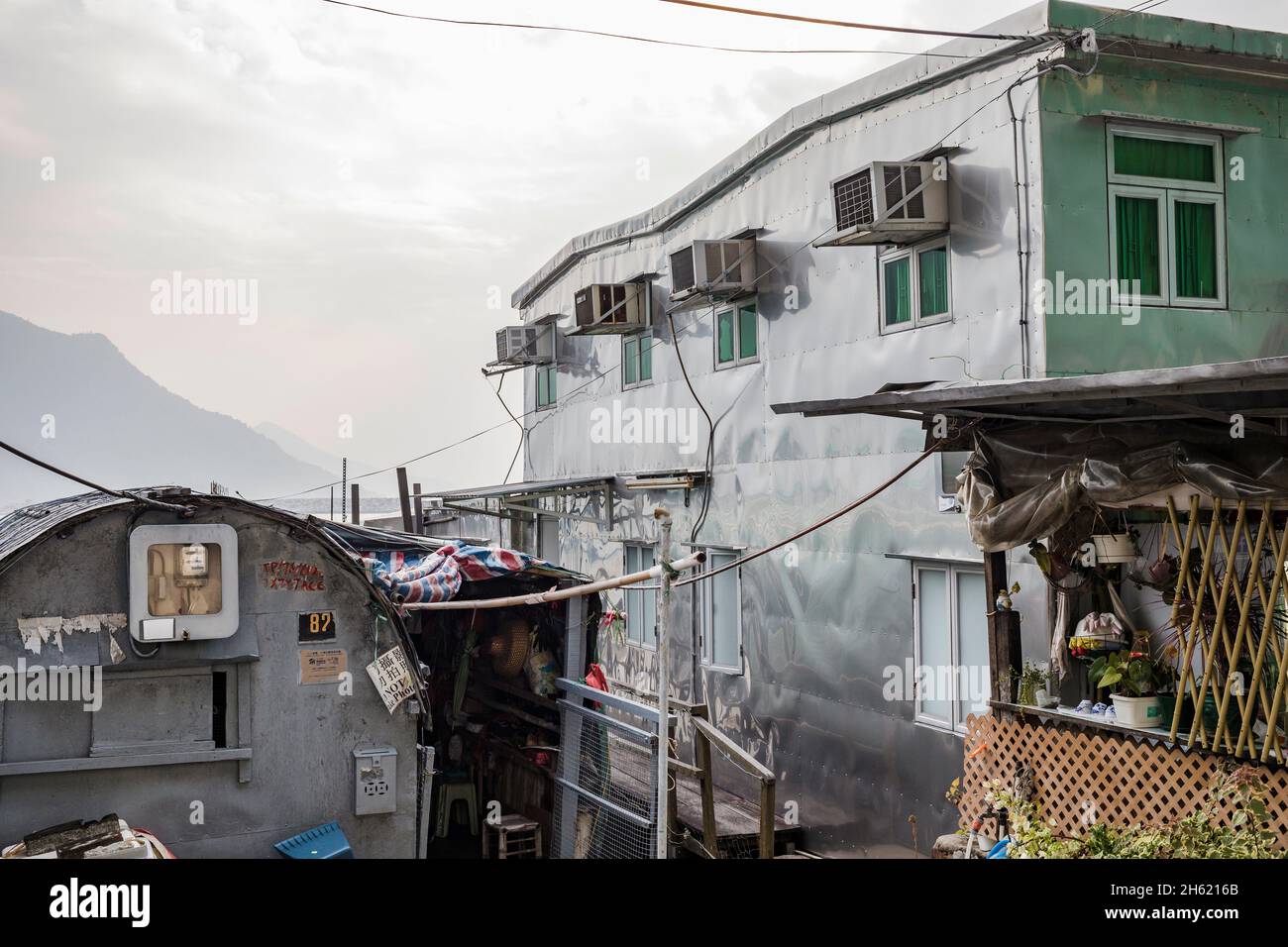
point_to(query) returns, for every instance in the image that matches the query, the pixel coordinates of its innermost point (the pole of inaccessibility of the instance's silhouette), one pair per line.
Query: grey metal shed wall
(818, 634)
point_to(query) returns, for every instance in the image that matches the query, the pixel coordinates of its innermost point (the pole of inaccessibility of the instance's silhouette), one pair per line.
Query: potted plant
(1033, 682)
(1132, 681)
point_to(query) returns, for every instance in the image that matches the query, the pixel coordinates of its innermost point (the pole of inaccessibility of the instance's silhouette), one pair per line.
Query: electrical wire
(876, 27)
(121, 493)
(632, 38)
(849, 508)
(655, 343)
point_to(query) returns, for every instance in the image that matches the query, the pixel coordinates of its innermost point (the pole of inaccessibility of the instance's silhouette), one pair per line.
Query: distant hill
(115, 425)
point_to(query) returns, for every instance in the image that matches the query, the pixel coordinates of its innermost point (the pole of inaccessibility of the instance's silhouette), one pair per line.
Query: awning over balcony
(1044, 450)
(1256, 388)
(528, 495)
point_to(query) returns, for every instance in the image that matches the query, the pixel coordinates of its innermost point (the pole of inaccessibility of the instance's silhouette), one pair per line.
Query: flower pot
(1137, 711)
(1115, 547)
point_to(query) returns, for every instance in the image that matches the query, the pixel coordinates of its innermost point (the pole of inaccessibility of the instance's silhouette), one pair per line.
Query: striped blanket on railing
(438, 577)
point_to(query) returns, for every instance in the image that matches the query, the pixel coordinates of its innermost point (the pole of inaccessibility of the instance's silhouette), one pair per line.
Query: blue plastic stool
(323, 841)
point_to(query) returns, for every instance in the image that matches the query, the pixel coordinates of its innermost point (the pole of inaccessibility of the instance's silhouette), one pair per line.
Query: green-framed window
(914, 285)
(548, 392)
(1167, 217)
(640, 603)
(737, 335)
(636, 360)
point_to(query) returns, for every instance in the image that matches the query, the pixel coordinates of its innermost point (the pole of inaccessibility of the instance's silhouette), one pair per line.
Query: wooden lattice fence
(1089, 776)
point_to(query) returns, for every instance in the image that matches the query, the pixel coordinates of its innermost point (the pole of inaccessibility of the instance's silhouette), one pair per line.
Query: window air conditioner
(713, 269)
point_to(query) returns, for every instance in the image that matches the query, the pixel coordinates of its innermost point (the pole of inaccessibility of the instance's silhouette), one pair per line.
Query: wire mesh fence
(605, 792)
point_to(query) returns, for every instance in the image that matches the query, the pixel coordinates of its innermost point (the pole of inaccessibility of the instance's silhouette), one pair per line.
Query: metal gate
(605, 787)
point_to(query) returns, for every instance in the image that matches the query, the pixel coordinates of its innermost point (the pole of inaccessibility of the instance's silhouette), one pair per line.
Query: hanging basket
(1115, 547)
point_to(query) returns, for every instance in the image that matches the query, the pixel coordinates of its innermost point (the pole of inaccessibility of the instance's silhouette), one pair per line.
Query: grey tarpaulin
(1025, 479)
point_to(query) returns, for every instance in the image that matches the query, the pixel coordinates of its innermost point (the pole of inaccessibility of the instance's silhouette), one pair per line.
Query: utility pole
(664, 681)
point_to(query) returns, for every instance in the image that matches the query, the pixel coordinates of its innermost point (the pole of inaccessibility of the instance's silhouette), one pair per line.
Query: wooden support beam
(767, 819)
(1005, 660)
(706, 784)
(404, 499)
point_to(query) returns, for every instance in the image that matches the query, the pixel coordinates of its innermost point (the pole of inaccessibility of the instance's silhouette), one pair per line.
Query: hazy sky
(381, 179)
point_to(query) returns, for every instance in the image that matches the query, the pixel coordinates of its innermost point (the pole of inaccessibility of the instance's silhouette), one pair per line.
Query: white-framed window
(720, 612)
(949, 643)
(1167, 217)
(548, 392)
(640, 603)
(951, 464)
(914, 285)
(737, 337)
(636, 360)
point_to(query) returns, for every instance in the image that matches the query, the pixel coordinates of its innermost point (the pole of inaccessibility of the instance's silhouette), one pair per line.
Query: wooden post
(706, 785)
(404, 499)
(1004, 633)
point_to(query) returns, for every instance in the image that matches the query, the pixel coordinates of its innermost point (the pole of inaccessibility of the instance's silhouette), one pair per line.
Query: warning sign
(391, 677)
(322, 665)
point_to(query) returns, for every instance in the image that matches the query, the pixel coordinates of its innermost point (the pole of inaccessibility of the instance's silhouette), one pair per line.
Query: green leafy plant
(1128, 673)
(1202, 834)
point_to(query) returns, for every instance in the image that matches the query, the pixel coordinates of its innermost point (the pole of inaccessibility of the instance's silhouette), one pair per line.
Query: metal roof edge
(894, 81)
(1256, 373)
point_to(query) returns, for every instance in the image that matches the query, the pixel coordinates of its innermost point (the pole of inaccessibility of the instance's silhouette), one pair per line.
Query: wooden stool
(516, 838)
(450, 793)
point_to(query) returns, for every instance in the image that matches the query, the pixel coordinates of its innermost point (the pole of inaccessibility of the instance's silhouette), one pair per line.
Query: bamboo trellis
(1224, 613)
(1087, 776)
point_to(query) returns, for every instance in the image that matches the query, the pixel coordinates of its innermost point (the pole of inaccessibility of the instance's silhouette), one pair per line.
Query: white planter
(1137, 711)
(1115, 547)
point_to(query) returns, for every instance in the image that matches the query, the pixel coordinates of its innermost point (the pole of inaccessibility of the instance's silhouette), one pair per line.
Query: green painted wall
(1074, 180)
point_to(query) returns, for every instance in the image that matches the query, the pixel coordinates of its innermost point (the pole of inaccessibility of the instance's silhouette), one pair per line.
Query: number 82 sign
(317, 626)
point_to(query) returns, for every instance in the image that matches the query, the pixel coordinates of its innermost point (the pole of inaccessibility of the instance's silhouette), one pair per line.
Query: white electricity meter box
(183, 582)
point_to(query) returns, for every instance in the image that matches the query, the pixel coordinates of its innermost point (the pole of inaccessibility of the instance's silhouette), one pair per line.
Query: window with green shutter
(1167, 217)
(1136, 221)
(636, 359)
(630, 360)
(737, 335)
(724, 337)
(1194, 235)
(898, 290)
(914, 286)
(546, 393)
(1159, 158)
(746, 333)
(932, 281)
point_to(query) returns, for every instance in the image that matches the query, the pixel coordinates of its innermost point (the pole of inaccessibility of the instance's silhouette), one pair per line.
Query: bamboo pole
(1253, 582)
(1245, 729)
(1223, 598)
(1183, 579)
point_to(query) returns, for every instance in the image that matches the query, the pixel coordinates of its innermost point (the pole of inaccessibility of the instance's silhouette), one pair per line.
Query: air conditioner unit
(524, 344)
(889, 202)
(713, 269)
(604, 308)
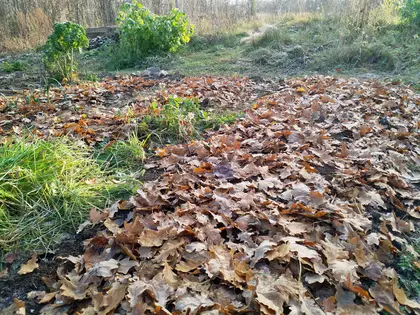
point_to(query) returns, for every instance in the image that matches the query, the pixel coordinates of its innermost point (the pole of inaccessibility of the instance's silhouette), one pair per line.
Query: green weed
(14, 66)
(46, 189)
(181, 120)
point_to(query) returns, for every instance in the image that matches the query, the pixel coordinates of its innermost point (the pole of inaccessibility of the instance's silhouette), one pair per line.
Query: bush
(143, 33)
(410, 11)
(47, 188)
(59, 51)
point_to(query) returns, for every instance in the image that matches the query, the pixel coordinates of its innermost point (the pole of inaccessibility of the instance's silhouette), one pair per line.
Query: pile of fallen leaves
(110, 110)
(296, 209)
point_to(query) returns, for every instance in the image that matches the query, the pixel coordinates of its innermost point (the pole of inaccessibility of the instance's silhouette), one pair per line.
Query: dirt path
(301, 207)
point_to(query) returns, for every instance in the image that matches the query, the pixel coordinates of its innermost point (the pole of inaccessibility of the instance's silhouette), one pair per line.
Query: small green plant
(143, 33)
(181, 119)
(59, 52)
(14, 66)
(410, 11)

== WHAT YOU ARE ASKED TO DO ==
Give back all the material exactly, with no pictures.

== REPLY TO THE EXERCISE ==
point_to(query) returns, for every instance in the image that matches the query, the pixel coordinates of its innermost point (the pole of inaccessibility of the instance's silhouette), one pair per line.
Query: grey metal shed wall
(818, 634)
point_to(query) returns, for every instance in the image that matches the query, the pixel coordinates of its innermost point (the pole of inaccessibility of the instance's silhouette), one pair per line.
Query: potted plant
(1033, 682)
(1132, 681)
point_to(query) returns, for every instance in the image that matches the query, the pixel coordinates of its innermost point (the pole of inaccessibility of the instance's silhouette), one pair per line.
Query: electrical wire
(876, 27)
(121, 493)
(632, 38)
(849, 508)
(655, 343)
point_to(query) returns, for every instance in the image that matches the query, the pixel coordinates of its innermost point (the pole of inaccessibility of the instance's silhouette), one pair per line.
Query: distant hill
(115, 425)
point_to(query) returns, for every instance in the image that matches the query, the pixel coordinates of its innermost point (the pole of inaccessibility of the instance's silhouette), one pair per line.
Query: awning over balcony
(1044, 450)
(1256, 388)
(528, 495)
point_to(query) returns, for every instance in the image that matches the query, the pixel coordinates of its innermost point (the pole of inaccessibility of the instance's silhouette), one pair per line.
Query: flower pot
(1137, 711)
(1115, 547)
point_to(query) returns, for every instance in the image that matches the query, the pixel coordinates of its innermost point (the pole of inaccessibility of the instance's silhouette), one pair per line.
Query: striped blanket on railing
(438, 577)
point_to(query) returns, for every instance in the image that matches the query, the pixel coordinates of its innermost point (the pole of inaccessibility of the instance's silhouette), one pair per line.
Query: blue plastic stool
(323, 841)
point_to(query) returns, for every instance in the image that matches the query, the pixel coordinates of its innermost point (the pole of inaccessibility of the instance's silhouette), one pair per line.
Query: green-framed window
(914, 285)
(548, 392)
(1167, 217)
(640, 603)
(737, 335)
(636, 360)
point_to(query) returns, for every instance in the image that matches the query, the pixel coordinates of its innermost point (the pole of inaccessibility of the instance's silhouette), one pair per line.
Query: wooden lattice fence
(1089, 776)
point_to(query) returns, for every instance in the image that matches the query, the pixel coordinates of its innermost point (the pole of inaccessibility of the instance's silhouette), one pair per line.
Query: window air conditioner
(713, 269)
point_to(query) returns, for every instance in the image that matches the query, the pixel coordinates of its innermost point (the pole of inaccessibility of the instance's silhouette), one pair per line.
Query: wire mesh fence
(605, 792)
point_to(query) returns, for every instance in the image that matches the query, the pixel coordinates of its innermost point (the pole of inaccessibility of the instance's silhouette), one pair per line.
Query: metal gate
(605, 787)
point_to(query) returns, for every instance in the image that matches the query, the pixel coordinates of its innermost point (the pole of inaccessibility of the instance's silhouette), one pair per line.
Query: hanging basket
(1115, 547)
point_to(query) returns, for every instance in the image that matches the query, the pixel coordinates of its innermost point (the pole of inaccessibility of the instance's silhouette), one pair per line.
Query: grey tarpaulin
(1025, 479)
point_to(query) returns, for every instance in the image that matches the query, the pixel coordinates of its innermost point (the pole of inaccessibility of the instance's silhouette), one pair per line.
Query: utility pole
(664, 681)
point_to(query) returns, for every instance in the image that matches the query, the pixel coordinates of its innermost point (the pole of inaccessibility of the instance's silhouette), one pair per line.
Query: wooden support beam
(767, 819)
(1005, 660)
(706, 784)
(404, 499)
point_to(query) returns, for every instance in the image that matches the query, the pixel coordinates of its innermost point (the pole of inaccessibility of the instance's silhouette), one pair per line.
Query: hazy sky
(381, 179)
point_to(query) returns, for every instance in the image that matches the query, the pixel coordinates of its innermost point (the pole of inaccessibility of the instance's silhouette), one pair per line.
Query: white-framed window
(720, 612)
(949, 643)
(1167, 217)
(548, 392)
(640, 603)
(951, 464)
(914, 285)
(737, 337)
(636, 360)
point_to(query) returns, for every instance in the image that matches the query, the pixel coordinates of its innermost point (the pole of inaccessibility of the instance's silhouette), one pair per line.
Query: wooden post
(706, 785)
(404, 499)
(1004, 633)
point_to(query) returns, for every instance in the image that matches the query, the pixel coordinates of its innermost point (the pole of inaccessibility of the instance's silhouette), one pair per line.
Query: warning sign
(391, 677)
(322, 665)
point_to(query) returns, for every instance in the image that matches the query, the pixel coordinates of its innermost point (the pole of inaccessibility of the instance's silhouette), one pair per line.
Query: green leafy plant
(1128, 673)
(1202, 834)
point_to(query) returns, for every instance in the image that matches the query, the pixel coordinates of its innermost point (the pole of inaccessibility of the instance's silhouette), one pair per line.
Query: metal roof edge
(894, 81)
(1256, 373)
point_to(query) returns, for every instance in the image that matches the query, the pixel coordinates of its innermost point (the pole of inaccessibility of the instance's silhouette), one pair per line.
Query: wooden stool
(516, 838)
(450, 793)
point_to(query) returns, for every instance in the image that matches the query, the pixel coordinates of its innermost point (the pole of inaccessibility of the instance's silhouette), one pair per line.
Query: bamboo trellis
(1224, 613)
(1087, 776)
point_to(query) returns, for every instance in the image that matches the query, the pixel coordinates of its innermost point (the pole of inaccessibility of the instance's silhouette), one pair per line.
Query: white planter
(1137, 711)
(1115, 547)
point_to(query) returns, for every instance in the image that matches the query, the pixel coordinates of its innermost point (the pole of inaccessibility of the instance's silhouette), one pair per line.
Query: green painted wall
(1074, 180)
point_to(query) returns, for every instance in the image that matches the query, the pixel coordinates of its innermost point (the pole of inaccessibility of the instance's silhouette), one pair per line.
Query: number 82 sign
(317, 626)
point_to(query) returns, for every instance in the image that matches the query, the pixel coordinates of its innermost point (the pole of inaccessibility of the instance's silhouette), one pair per line.
Query: white electricity meter box
(183, 582)
point_to(query) returns, for every instance in the image that matches the query, the pixel coordinates of its innermost point (the pole of inaccessibility of the instance's silhouette), one pair per line.
Query: window with green shutter
(1167, 217)
(1136, 221)
(636, 359)
(630, 360)
(737, 335)
(724, 337)
(1194, 235)
(898, 290)
(914, 286)
(546, 393)
(1159, 158)
(746, 333)
(932, 281)
point_to(query) returns, for every instance in the image that matches the query, the pixel coordinates of its innermost point (the pole of inaccessibility of the instance's silhouette), one pair per line.
Query: bamboo pole
(1253, 582)
(1245, 729)
(1223, 598)
(1183, 579)
point_to(query) returns, for every instance in the image that matches the query, the pixel coordinates of its innermost point (the pole of inaccessibility of the instance's silhouette), one pair per line.
Query: air conditioner unit
(524, 344)
(889, 202)
(713, 269)
(604, 308)
point_to(query) returns, for every instance in the image that matches the query, the pixel coordinates of its innermost point (the pole of inaccessibility of the instance's silhouette), one pair per line.
Query: green weed
(14, 66)
(46, 189)
(181, 120)
point_to(query) returns, for every instance in the image that matches the query, the pixel coordinates of its innermost point (the pole of inaccessibility of the instance's silhouette), one pair per line.
Query: bush
(143, 33)
(410, 11)
(47, 188)
(59, 51)
point_to(query) returns, for every instance in the image that matches the query, the pixel coordinates of its innermost point (the pole of inaccessibility of the instance's silhouette), one pair per line.
Query: pile of fallen leaves
(110, 110)
(296, 209)
point_to(query) returns, for every instance in the image that matches the query, the pixel coordinates of its innermost point (the pole of inaccessibility of the instance's silhouette), one pair per line.
Query: dirt path
(301, 207)
point_to(query) returns, for every instance in the image that matches the query, the pixel coordinates of its innermost point (the pole of inaccessibility of the instance's silhouette), one pair per line.
Query: small green plant
(143, 33)
(181, 119)
(59, 52)
(14, 66)
(410, 11)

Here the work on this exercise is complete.